§ **Work instruction**:
An unchanged copy of each entry below is needed; keep the pictures out of it.

§ **Material shown**:
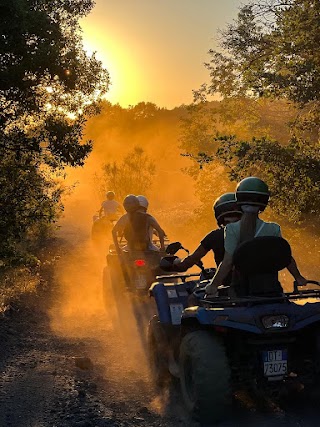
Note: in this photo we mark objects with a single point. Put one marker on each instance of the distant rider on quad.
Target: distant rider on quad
(252, 195)
(144, 203)
(135, 226)
(226, 211)
(110, 208)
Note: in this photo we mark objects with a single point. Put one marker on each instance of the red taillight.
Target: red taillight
(140, 262)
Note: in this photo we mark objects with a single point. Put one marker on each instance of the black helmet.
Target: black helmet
(110, 195)
(225, 205)
(254, 192)
(131, 203)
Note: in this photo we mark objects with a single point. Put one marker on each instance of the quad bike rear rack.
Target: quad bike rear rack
(255, 300)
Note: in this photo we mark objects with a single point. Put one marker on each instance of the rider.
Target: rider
(110, 207)
(226, 211)
(252, 195)
(144, 203)
(135, 226)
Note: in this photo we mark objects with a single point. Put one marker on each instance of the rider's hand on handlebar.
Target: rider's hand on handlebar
(301, 281)
(211, 290)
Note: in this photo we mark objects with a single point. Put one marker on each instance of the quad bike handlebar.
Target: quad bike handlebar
(309, 282)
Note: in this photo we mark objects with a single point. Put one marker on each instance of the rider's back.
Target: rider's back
(136, 231)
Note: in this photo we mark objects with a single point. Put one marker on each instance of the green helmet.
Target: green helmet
(131, 203)
(253, 191)
(225, 205)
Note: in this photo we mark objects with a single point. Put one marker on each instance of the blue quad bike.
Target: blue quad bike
(263, 339)
(126, 280)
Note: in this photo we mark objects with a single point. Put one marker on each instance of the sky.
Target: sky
(154, 50)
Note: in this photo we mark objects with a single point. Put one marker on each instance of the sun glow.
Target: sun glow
(122, 65)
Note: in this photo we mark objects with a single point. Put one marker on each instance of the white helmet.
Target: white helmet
(143, 201)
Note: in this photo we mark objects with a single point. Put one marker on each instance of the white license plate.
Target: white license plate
(275, 363)
(140, 282)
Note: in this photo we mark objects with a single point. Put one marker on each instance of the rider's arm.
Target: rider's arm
(118, 230)
(161, 233)
(191, 259)
(294, 271)
(221, 274)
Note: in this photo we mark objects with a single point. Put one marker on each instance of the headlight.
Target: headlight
(278, 321)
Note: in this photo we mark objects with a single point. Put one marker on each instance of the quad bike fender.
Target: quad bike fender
(171, 300)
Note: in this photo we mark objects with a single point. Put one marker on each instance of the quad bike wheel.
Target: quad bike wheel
(157, 352)
(205, 376)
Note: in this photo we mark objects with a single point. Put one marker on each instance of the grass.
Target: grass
(16, 283)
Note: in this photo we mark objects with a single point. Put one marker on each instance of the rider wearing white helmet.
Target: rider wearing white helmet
(144, 203)
(137, 225)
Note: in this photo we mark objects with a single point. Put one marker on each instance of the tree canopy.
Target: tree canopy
(48, 86)
(268, 52)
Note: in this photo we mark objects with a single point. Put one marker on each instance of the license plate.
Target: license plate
(140, 282)
(275, 363)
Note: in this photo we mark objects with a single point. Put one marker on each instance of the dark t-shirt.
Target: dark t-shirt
(215, 241)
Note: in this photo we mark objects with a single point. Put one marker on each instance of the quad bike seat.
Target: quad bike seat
(257, 263)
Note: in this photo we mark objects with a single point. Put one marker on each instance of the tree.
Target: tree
(268, 52)
(133, 175)
(48, 87)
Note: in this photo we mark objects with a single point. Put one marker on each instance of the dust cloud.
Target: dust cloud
(80, 309)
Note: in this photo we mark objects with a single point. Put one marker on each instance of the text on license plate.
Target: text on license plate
(275, 363)
(140, 282)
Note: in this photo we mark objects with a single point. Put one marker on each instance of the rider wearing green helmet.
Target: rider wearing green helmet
(226, 211)
(252, 195)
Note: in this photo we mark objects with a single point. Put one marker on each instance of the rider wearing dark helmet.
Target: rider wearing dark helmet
(252, 195)
(135, 226)
(226, 211)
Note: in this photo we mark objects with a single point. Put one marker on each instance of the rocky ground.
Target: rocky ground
(63, 362)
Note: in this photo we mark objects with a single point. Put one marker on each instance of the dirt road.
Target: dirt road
(64, 364)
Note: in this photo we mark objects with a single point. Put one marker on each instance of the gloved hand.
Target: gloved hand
(199, 293)
(211, 290)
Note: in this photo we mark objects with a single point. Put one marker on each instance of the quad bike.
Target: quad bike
(127, 277)
(262, 340)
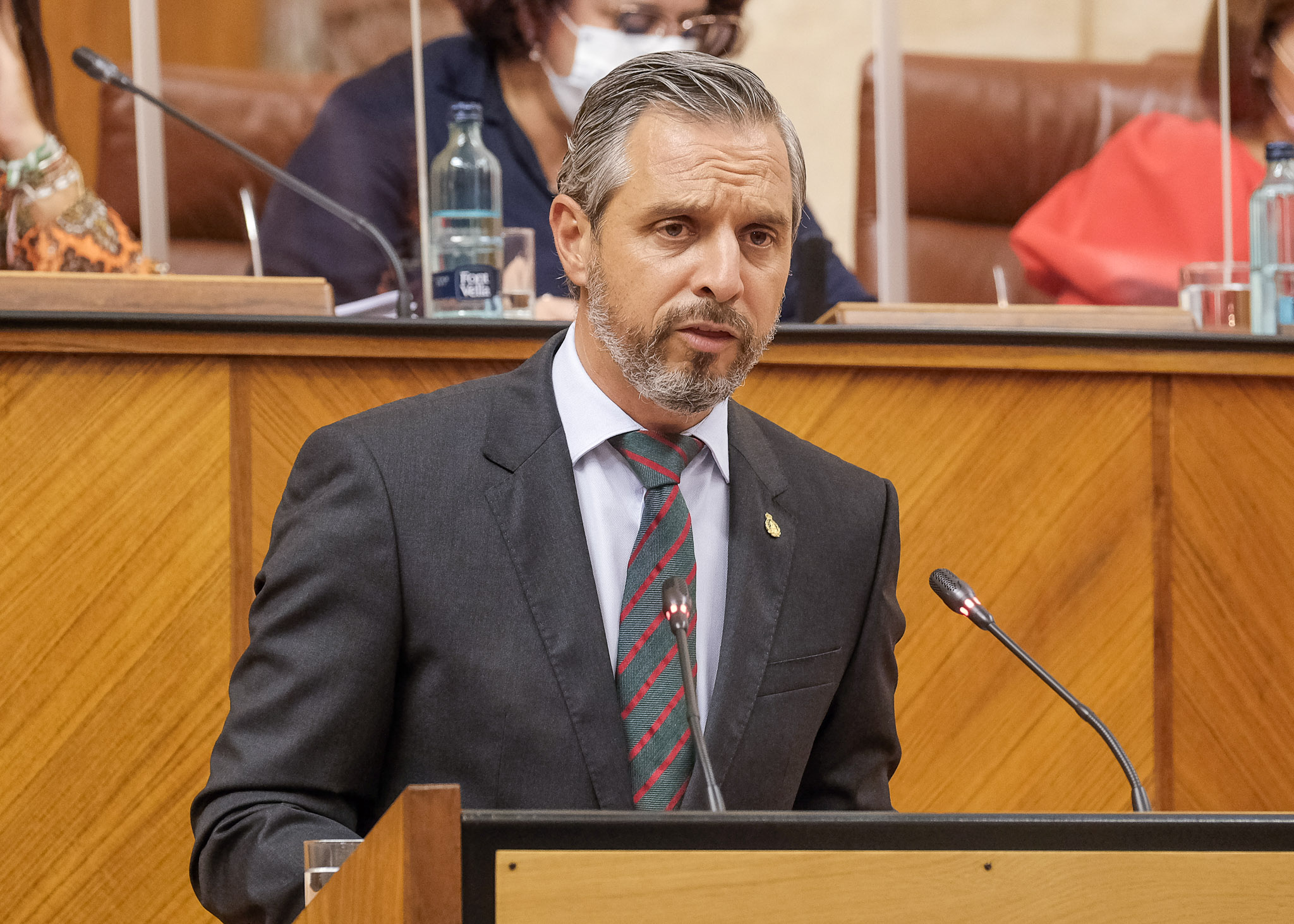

§ **Task result**:
Note: in this photo we mark objects with a single point. Put one marker on each instance of the distant rider on quad.
Target: distant rider on quad
(252, 195)
(144, 203)
(135, 226)
(226, 211)
(110, 208)
Note: in this photo we mark objects with a single point. Put one marker on each instance of the red taillight.
Target: red taillight
(140, 262)
Note: in this photo we mark objects with a single point. Put one marker on each instance of the black helmet.
Target: black helmet
(110, 195)
(225, 205)
(254, 192)
(131, 203)
Note: in this photo we mark objects with a single point. Put one marker on each instance of the quad bike rear rack.
Target: quad bike rear rack
(255, 300)
Note: in this photo we mark objects with a single point. Put one marker on each instance of the rider.
Target: rider
(110, 207)
(226, 211)
(252, 195)
(144, 203)
(135, 226)
Note: in this photo we mark objects with a single point. Put one marker on each instance of the rider's hand on handlebar.
Target: rider's hand on handlebar
(301, 281)
(211, 290)
Note: in this photo we mark objects with a single point. Put one marker on each instance of the quad bike handlebar.
Target: quad bike handlebar
(309, 282)
Note: in this photo we mark objects with a single point. Put one marker on each instance of the rider's back.
Target: rider's back
(136, 231)
Note: in this photo we mark objects with a single point. Put one marker on each instance of the green helmet.
Target: green helmet
(131, 203)
(253, 191)
(225, 205)
Note: in this photo we mark objects with a single point. Put one marker on each instance of the blue quad bike.
Target: blue quad bike
(263, 339)
(126, 280)
Note: in this photo we mark objects with a single point. Put one marker on each instance of the sky.
Target: sky
(154, 50)
Note: in this photo we mark objects with a single point. Put one marker on each instance of the sun glow.
Target: sun glow
(122, 65)
Note: in this photo we mark objects with a single point. Put one marker on each instance of the white helmet.
Target: white helmet
(143, 201)
Note: in this photo we mark objects with a single point. Put one marker on each instance of the white license plate.
Target: white license plate
(275, 363)
(140, 282)
Note: in this photo we mark objects with a single point. Put one marker on each instance of the rider's arm.
Target: rider's arm
(118, 230)
(161, 233)
(191, 259)
(294, 271)
(221, 274)
Note: in this photo we mark objects with a single point. Put one marker on each instance of the headlight.
Target: headlight
(278, 321)
Note: in this photo we mark objects with a single point. Put one marker on each instance of the quad bike fender.
Target: quad bike fender
(171, 300)
Note: in this photo we mark objects with a single point. Put one marker on each instance of the quad bike wheel.
Target: quad bike wheel
(157, 352)
(205, 376)
Note: in this photo we mark objects with a single point. Put one marker on each instance of the grass.
Target: grass
(16, 283)
Note: in this photo we mark objects with a single point. Put one marker on each instance of the rider wearing white helmet.
Target: rider wearing white helmet
(144, 203)
(137, 225)
Note: in this photo we mark objects with a single point. Put one marker on each instance of the tree canopy.
Target: tree canopy
(48, 86)
(268, 52)
Note: in this photo we mark objects with a single point. Put one marker on each instance of the license plate.
Target: license plate
(140, 282)
(275, 363)
Note: in this photo we mark objects with a single point. Put one marker on each instance of the dark t-shirt.
Target: dark t-shirt
(215, 241)
Note: in this photo we mark objects with a single point. Put one marker on each instance of the quad bike seat.
Target: quad bike seat
(257, 263)
Note: in this photo we mark objects with a single point. Put one marker on each instance of the tree.
Target: tree
(268, 52)
(133, 175)
(48, 87)
Note: in this photo we mark objects with a single point. Put one marker on each instance of the dust cloud.
Target: dust cloud
(80, 309)
Note: in this photo we mark objects with a single point. Put one marker on each instance of the text on license plate.
Target: text on license plate
(275, 363)
(140, 282)
Note: in this photo we mark objects with a single point. Put one marker on each instance of the rider wearing green helmet.
Target: rider wearing green helmet
(226, 211)
(252, 195)
Note: in this photo we mark objects with a single point. Put one marker on each instance of the rider wearing dark helmet.
Target: rider wearing dark helmet
(252, 195)
(135, 226)
(226, 211)
Note: in this photo we mark objects with a single point. Put one marker on each instance of the rocky ground.
Target: rocky ground
(63, 362)
Note: in this photo we mark objects with a single point. Put one marker on each instance of the dirt road.
Target: dirt road
(64, 364)
Note: in this photo we mark objects with a single point. Put one marker on each instance of the gloved hand.
Target: gloved hand
(199, 293)
(211, 290)
Note: in this photo we mark objects with a single point. Put one marker on each instance of the quad bike.
Target: quad bike
(127, 277)
(262, 340)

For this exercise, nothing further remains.